Update the entries below by changing every "segmentation" to "outline" and leaving everything else the same.

** START OF Source records **

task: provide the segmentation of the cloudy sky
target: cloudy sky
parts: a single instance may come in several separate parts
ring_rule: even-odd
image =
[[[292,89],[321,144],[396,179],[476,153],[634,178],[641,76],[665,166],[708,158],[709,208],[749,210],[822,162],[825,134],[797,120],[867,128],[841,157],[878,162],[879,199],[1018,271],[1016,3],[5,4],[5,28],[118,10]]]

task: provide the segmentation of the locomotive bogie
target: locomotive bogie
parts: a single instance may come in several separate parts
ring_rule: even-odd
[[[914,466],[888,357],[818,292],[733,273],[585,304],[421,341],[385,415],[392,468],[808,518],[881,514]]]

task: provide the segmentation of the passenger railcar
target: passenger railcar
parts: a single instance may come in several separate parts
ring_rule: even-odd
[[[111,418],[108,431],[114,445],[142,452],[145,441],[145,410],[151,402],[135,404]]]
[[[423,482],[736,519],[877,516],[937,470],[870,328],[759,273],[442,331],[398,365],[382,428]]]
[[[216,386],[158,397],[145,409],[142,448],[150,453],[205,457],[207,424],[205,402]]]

** END OF Source records **

Answer to the task =>
task: provide the outline of the cloudy sky
target: cloudy sky
parts: a single instance may come in several separate parts
ring_rule: even-odd
image =
[[[292,89],[321,144],[396,179],[476,153],[634,178],[641,76],[665,166],[708,158],[709,208],[749,210],[822,162],[825,134],[797,120],[867,128],[841,157],[878,162],[879,199],[1018,271],[1016,3],[5,4],[5,28],[118,10]]]

task: provide the outline of the locomotive bogie
target: locomotive bogie
parts: a single instance may come in several separate parts
ring_rule: even-odd
[[[914,466],[888,357],[818,292],[733,273],[585,304],[421,341],[385,415],[392,468],[808,518],[881,514]]]

task: provide the outline of the passenger railcar
target: passenger railcar
parts: a single instance may come in several separate parts
ring_rule: even-odd
[[[111,418],[108,431],[114,445],[142,452],[145,441],[145,410],[151,402],[135,404]]]
[[[423,482],[736,519],[877,516],[937,470],[870,328],[759,273],[442,331],[398,365],[382,428]]]
[[[216,386],[158,397],[145,409],[142,448],[150,453],[205,457],[207,424],[205,402]]]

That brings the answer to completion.